**What the exercise asks**. Write out, word for word, only the lines of the records from the line that contains "# for each instance of the rear wiper, put" through the end of the records.

>> Start

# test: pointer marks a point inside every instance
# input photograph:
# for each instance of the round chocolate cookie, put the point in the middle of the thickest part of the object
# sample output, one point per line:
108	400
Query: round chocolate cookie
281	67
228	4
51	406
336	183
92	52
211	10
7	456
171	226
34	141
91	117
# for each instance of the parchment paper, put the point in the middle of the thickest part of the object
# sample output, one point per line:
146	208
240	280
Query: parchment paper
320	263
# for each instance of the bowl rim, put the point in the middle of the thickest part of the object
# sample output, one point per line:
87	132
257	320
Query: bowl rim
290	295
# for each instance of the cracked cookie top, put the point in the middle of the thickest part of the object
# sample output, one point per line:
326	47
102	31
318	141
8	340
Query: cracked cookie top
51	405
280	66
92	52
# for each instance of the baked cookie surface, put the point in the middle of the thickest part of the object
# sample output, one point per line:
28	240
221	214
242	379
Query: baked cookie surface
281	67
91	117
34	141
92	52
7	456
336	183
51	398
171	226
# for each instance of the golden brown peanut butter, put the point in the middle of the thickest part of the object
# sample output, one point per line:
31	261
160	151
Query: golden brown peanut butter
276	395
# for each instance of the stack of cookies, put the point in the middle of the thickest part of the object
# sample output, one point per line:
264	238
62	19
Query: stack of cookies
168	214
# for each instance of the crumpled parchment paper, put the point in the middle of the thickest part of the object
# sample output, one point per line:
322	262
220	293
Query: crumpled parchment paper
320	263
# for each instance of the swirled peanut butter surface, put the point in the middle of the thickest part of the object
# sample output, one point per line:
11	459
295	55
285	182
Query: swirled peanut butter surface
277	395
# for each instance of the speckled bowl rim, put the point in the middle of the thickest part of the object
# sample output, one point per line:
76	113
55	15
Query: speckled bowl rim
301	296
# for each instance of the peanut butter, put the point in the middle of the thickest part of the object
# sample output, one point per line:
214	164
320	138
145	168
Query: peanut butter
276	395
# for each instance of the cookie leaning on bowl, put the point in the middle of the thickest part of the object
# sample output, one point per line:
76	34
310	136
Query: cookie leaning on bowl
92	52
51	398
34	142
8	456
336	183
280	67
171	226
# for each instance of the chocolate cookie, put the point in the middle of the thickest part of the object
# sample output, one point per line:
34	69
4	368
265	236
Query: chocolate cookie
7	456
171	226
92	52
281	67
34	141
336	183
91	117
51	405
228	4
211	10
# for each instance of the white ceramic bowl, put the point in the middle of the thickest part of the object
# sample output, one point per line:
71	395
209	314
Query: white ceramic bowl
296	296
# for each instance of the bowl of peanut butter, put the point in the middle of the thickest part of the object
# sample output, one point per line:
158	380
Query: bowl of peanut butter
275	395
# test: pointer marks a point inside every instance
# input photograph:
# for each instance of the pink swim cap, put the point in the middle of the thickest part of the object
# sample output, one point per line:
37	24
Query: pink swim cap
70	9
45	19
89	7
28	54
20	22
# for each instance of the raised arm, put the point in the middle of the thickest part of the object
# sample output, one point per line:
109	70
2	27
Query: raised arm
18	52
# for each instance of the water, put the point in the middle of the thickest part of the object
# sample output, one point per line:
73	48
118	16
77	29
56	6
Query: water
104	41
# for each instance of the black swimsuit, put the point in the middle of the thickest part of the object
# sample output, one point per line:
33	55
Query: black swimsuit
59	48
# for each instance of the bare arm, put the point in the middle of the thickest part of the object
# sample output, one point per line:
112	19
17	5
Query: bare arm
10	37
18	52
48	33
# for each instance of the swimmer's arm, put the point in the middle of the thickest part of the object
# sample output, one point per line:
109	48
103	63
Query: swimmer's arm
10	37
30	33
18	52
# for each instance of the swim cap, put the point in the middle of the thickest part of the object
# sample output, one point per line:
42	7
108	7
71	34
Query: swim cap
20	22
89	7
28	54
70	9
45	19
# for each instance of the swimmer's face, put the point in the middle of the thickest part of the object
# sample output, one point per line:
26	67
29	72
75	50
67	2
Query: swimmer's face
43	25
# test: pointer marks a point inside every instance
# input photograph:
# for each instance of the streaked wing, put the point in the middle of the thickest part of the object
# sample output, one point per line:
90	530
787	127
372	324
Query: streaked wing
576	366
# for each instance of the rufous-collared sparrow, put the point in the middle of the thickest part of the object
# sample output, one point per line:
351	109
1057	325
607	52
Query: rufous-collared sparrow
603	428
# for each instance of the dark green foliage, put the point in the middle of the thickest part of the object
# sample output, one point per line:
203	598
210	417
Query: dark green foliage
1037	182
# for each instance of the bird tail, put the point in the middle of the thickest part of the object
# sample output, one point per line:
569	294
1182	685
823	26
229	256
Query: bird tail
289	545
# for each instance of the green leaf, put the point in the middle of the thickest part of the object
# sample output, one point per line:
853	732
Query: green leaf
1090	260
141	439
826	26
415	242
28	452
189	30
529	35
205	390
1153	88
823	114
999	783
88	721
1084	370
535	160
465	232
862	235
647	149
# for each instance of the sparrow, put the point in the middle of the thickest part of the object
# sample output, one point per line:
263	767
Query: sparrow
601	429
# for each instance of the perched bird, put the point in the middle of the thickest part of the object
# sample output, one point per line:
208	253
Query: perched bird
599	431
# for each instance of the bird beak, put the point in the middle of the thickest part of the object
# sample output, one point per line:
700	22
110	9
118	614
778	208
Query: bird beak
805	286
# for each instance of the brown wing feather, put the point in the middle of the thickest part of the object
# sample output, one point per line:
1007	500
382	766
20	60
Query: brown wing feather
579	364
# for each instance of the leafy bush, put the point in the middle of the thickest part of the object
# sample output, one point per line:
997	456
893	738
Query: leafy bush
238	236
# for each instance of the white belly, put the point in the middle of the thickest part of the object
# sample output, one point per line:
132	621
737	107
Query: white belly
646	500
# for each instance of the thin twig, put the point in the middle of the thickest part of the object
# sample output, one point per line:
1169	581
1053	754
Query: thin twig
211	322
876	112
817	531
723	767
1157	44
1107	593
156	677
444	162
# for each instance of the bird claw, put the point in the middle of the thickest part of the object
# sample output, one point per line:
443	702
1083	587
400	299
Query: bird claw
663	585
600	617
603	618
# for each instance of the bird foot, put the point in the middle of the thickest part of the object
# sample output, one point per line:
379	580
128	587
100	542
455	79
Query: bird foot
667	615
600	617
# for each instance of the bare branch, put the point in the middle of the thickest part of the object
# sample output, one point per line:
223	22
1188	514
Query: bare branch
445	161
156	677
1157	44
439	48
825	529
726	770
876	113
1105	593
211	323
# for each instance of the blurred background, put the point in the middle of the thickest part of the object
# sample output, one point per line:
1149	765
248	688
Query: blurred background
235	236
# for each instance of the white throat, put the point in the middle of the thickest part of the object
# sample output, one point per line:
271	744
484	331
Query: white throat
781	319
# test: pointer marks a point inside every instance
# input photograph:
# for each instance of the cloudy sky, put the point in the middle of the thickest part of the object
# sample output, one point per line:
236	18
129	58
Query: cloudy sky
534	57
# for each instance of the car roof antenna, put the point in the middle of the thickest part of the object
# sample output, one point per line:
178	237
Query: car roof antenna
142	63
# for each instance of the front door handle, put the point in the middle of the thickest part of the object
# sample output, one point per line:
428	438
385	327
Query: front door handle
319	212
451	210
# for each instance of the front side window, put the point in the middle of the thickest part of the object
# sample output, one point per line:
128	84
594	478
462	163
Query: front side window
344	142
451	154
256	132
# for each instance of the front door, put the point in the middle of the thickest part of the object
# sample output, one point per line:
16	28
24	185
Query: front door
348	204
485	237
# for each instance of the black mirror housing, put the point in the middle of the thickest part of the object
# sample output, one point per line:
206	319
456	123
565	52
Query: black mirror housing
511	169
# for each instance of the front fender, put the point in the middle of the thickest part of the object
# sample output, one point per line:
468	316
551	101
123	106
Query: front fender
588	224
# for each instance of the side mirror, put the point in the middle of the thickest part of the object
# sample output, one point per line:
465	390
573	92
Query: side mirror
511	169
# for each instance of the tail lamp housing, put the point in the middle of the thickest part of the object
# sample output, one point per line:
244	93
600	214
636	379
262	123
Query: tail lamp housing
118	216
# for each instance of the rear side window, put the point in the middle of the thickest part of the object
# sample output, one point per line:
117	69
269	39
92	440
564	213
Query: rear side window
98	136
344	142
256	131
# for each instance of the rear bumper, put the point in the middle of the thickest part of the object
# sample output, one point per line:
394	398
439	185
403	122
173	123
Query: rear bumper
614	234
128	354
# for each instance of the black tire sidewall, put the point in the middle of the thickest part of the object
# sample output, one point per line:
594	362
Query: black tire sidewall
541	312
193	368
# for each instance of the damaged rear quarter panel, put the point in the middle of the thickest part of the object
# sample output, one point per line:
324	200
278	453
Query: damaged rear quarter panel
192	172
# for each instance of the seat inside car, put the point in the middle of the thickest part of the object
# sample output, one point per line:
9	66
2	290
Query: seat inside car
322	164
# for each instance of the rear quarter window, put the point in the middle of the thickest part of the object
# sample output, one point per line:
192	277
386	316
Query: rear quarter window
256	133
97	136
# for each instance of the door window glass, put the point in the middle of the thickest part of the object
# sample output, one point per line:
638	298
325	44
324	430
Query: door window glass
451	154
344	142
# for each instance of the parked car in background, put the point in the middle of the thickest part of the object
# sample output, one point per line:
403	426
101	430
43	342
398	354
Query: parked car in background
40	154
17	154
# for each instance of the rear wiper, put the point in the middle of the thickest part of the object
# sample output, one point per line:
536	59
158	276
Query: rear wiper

>> End

**The reply**.
# for each instance of the rear wiper, put the point in the middle of the thickest part of the object
# sample output, one point per line:
536	59
158	276
Query: rear wiper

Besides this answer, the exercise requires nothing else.